### To be done
Starting at the line that contains "form [(119, 113)]." and stopping after the line that contains "[(357, 303)]", write those lines out again with "riverbank" swapped for "shoreline" and nothing else changed.

### Dataset content
>> BEGIN

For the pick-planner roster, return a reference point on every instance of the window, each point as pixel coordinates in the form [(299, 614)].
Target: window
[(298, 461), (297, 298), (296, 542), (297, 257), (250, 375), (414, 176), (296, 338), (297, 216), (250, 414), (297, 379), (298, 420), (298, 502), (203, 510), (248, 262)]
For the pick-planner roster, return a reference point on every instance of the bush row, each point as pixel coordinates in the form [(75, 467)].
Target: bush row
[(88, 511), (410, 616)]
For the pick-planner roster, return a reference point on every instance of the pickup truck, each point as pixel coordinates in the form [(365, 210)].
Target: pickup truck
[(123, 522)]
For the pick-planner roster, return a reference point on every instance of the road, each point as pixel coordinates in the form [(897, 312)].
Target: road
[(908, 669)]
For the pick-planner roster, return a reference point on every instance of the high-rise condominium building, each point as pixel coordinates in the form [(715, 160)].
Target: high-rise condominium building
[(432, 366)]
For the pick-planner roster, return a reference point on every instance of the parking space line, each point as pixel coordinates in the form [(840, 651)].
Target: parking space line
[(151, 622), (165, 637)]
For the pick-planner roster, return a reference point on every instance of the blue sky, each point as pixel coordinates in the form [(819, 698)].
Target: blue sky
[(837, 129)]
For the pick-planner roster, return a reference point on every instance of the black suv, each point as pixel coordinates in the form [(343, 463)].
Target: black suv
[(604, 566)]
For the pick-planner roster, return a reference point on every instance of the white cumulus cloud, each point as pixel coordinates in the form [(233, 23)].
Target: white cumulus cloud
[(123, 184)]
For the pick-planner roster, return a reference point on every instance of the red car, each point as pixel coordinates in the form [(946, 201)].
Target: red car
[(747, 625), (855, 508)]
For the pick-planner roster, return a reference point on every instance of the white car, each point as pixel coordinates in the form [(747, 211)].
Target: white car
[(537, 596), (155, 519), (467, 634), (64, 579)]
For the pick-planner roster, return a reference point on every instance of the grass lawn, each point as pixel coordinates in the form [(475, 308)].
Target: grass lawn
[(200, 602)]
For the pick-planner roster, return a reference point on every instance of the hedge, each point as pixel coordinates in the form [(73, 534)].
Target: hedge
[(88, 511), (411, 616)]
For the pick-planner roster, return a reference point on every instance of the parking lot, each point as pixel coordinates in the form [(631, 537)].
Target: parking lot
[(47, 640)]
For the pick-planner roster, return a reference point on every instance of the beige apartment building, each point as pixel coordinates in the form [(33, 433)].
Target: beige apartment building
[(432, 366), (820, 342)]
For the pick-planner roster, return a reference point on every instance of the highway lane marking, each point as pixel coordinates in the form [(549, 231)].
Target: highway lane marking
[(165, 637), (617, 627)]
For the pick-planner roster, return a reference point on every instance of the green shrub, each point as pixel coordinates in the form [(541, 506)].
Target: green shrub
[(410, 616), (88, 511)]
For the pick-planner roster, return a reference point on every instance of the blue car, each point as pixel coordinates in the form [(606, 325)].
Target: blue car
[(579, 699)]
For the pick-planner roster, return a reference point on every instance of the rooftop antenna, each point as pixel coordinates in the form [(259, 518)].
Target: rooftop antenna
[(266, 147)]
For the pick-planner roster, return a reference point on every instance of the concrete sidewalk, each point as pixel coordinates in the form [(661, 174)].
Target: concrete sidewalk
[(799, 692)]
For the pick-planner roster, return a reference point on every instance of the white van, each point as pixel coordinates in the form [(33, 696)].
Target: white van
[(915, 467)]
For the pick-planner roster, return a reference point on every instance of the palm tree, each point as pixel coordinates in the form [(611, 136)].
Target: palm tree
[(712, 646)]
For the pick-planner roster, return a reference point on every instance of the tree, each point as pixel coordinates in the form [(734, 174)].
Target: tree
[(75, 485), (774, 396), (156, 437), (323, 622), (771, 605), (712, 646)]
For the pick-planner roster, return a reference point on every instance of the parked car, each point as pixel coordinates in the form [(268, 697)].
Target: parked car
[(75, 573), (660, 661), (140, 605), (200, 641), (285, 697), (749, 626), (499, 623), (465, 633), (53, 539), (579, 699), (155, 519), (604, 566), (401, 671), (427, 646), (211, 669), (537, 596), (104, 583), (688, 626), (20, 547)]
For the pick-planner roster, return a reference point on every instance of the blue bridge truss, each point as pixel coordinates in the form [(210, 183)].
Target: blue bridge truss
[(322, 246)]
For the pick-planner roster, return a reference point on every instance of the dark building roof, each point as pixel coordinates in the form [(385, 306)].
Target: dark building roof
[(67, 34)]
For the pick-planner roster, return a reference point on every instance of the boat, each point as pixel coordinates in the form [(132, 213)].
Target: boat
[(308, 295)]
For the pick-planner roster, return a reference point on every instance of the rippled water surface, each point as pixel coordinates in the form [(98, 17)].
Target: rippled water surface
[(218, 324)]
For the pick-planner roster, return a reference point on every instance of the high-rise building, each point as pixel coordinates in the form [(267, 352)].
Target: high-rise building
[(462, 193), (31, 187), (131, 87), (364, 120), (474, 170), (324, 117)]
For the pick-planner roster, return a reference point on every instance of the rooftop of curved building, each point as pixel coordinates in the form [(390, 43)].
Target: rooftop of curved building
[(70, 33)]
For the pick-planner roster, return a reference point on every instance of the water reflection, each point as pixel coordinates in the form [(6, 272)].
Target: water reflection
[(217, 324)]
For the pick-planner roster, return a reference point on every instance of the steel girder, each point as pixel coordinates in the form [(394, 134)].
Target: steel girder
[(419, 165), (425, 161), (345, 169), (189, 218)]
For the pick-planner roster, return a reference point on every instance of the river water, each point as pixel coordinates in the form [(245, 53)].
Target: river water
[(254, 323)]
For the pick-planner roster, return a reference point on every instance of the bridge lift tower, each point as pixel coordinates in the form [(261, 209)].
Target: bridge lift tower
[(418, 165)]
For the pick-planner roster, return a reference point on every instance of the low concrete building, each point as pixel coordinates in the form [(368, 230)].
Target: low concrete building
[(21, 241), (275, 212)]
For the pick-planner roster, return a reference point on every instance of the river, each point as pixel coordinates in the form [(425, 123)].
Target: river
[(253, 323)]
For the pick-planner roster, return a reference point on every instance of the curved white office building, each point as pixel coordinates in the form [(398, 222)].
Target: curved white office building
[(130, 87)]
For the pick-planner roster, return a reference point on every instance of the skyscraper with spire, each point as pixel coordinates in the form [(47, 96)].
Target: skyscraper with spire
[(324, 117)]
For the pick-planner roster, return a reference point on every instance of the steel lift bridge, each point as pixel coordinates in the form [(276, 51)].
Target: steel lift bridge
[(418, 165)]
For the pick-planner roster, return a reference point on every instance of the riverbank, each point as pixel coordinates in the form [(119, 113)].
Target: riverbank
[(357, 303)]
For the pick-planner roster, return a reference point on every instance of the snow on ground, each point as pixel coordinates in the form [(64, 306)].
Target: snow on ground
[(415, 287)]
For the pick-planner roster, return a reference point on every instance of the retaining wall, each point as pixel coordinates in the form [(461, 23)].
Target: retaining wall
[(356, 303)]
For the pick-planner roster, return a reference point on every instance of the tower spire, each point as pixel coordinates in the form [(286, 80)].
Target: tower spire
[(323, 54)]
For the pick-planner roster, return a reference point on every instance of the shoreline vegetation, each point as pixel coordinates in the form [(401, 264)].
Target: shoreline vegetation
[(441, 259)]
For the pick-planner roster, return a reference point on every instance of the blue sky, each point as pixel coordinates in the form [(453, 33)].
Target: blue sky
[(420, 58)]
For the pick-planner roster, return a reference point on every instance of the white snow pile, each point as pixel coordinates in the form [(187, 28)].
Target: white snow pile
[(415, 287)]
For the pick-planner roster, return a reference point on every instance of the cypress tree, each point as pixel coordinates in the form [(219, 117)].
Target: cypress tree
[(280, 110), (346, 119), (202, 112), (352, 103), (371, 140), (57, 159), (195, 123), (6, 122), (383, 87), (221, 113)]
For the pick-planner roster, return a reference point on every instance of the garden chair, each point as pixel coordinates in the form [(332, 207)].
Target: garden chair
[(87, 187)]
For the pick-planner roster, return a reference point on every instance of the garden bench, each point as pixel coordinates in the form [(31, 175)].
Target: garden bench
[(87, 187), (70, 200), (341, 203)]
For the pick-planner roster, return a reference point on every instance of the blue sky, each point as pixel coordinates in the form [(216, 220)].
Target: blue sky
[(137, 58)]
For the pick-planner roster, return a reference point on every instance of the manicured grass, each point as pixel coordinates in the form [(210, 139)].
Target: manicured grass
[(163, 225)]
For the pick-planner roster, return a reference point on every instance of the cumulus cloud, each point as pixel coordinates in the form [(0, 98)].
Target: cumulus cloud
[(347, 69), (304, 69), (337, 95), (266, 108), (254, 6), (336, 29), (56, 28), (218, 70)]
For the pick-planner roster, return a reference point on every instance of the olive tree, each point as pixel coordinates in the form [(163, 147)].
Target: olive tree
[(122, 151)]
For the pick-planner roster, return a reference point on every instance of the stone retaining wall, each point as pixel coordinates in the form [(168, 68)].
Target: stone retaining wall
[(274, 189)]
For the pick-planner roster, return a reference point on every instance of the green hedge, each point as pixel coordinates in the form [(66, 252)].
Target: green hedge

>> END

### Result of the task
For the pick-planner roster, return a reference point on every instance of the shoreline, each point as pixel coordinates in the form [(119, 113)].
Target: shoreline
[(357, 303)]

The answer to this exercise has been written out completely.